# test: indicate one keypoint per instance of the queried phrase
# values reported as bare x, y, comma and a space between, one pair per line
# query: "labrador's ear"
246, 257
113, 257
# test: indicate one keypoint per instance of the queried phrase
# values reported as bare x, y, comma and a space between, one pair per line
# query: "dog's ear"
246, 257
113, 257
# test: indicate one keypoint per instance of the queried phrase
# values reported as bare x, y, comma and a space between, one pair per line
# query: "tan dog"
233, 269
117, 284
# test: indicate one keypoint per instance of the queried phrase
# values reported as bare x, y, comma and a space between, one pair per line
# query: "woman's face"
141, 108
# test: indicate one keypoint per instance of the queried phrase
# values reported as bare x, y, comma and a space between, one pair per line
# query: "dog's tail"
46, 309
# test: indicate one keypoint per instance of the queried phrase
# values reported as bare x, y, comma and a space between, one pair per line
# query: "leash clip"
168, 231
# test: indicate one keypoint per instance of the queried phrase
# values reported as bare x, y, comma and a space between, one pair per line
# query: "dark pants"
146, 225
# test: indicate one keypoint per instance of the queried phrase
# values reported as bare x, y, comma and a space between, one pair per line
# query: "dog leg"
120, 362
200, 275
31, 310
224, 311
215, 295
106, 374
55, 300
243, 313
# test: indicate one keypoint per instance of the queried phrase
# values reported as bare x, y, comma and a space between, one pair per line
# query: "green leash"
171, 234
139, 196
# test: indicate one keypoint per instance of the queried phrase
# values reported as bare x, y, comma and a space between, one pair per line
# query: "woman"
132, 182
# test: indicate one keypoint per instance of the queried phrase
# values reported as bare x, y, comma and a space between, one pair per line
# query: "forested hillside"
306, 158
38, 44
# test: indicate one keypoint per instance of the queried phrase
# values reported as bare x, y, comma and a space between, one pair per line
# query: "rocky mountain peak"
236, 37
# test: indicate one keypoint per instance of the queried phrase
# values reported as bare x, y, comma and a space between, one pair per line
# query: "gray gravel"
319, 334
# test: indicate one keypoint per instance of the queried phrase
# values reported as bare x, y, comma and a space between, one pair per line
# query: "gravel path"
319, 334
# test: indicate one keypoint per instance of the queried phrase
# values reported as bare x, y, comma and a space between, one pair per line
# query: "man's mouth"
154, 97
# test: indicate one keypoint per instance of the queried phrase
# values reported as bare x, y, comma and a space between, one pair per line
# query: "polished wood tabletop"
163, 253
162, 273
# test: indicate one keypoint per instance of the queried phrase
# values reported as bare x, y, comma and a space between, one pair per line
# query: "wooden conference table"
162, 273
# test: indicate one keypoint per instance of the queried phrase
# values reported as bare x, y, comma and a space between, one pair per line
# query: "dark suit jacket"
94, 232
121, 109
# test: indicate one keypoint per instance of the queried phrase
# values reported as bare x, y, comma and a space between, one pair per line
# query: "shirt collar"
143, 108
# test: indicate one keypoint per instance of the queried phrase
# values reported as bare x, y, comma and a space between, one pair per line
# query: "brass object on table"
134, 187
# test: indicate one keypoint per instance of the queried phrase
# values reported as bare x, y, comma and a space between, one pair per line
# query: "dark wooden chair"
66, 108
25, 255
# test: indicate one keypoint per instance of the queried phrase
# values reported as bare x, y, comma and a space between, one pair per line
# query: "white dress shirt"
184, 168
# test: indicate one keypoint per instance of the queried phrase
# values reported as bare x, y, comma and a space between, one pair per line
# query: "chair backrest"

· · · · · · ·

Restate the whole listing exactly, leaving out nothing.

Exercise result:
# test: indicate one keypoint per instance of the queried phrase
# values reported as bare x, y, comma and a space between, one pair per line
# query: "labrador's ear"
246, 257
113, 257
# test: indicate one keypoint per instance of the queried phrase
# values reported as bare x, y, comma and a space between, one pair per line
# query: "dog's ear"
246, 257
113, 257
# test: indicate one keypoint per instance of the queried phrase
# values reported as bare x, y, comma and a space between, one pair per line
# query: "tan dog"
233, 269
117, 284
# test: indicate one keypoint per instance of the queried phrase
# values reported as bare x, y, comma and a space between, one pair per line
# query: "woman's face"
141, 108
# test: indicate one keypoint per instance of the queried phrase
# values reported as bare x, y, comma and a space between, one pair per line
# query: "dog's tail"
46, 309
# test: indicate one keypoint per instance of the queried phrase
# values reported as bare x, y, comma and a space between, one pair per line
# query: "leash clip"
168, 231
# test: indicate one keypoint per instance of the queried phrase
# values reported as bare x, y, comma and a space between, one pair per line
# query: "dark pants"
146, 225
# test: indicate one keypoint per instance of the queried phrase
# values reported as bare x, y, comma and a space between, one pair per line
# query: "dog leg"
120, 362
200, 275
31, 310
224, 311
215, 295
106, 374
55, 300
243, 313
# test: indicate one keypoint per instance of the queried phrase
# values reported as bare x, y, comma and a space between, one pair per line
# query: "green leash"
171, 234
139, 196
# test: indicate one keypoint per instance of the queried phrase
# values reported as bare x, y, comma and a space between, one pair per line
# query: "woman"
132, 182
# test: indicate one keypoint per instance of the queried phrase
# values reported as bare x, y, comma and a space between, one pair per line
# query: "forested hillside"
306, 158
38, 44
# test: indicate one keypoint per instance of the queried phrase
# values reported as bare x, y, comma and a space between, one pair per line
# query: "rocky mountain peak"
236, 37
# test: indicate one keypoint per instance of the queried phrase
# values reported as bare x, y, comma and a space between, one pair per line
# query: "gray gravel"
319, 334
# test: indicate one keypoint per instance of the queried phrase
# values reported as bare x, y, comma and a space between, one pair per line
# query: "gravel path"
319, 334
# test: indicate one keypoint per instance of the queried phrase
# values reported as bare x, y, comma and a space between, one pair per line
# query: "man's mouth"
154, 97
# test: indicate one keypoint per instance of the queried phrase
# values reported as bare x, y, comma and a space between, one pair per line
# query: "polished wood tabletop"
163, 253
162, 273
# test: indicate one keypoint per instance of the queried phrase
# values reported as bare x, y, comma and a space between, one pair per line
# query: "wooden conference table"
162, 273
# test: indicate one keypoint per instance of the queried phrase
# values reported as bare x, y, comma and a space between, one pair per line
# query: "dark suit jacket"
94, 232
121, 109
# test: indicate one keypoint per instance of the queried phrase
# values reported as bare x, y, comma and a space between, one pair per line
# query: "shirt collar"
143, 108
# test: indicate one keypoint per instance of the queried phrase
# values reported as bare x, y, comma and a space between, one pair per line
# query: "brass object on table"
134, 187
# test: indicate one keypoint per instance of the queried phrase
# values reported as bare x, y, comma and a space between, one pair per line
# query: "dark wooden chair"
66, 108
25, 255
# test: indicate one keypoint per instance of the queried phrase
# values reported as bare x, y, comma and a space between, one pair per line
# query: "white dress shirt"
184, 168
# test: indicate one keypoint per instance of the queried phrase
# values reported as bare x, y, comma and a space between, one pair per line
# query: "chair backrest"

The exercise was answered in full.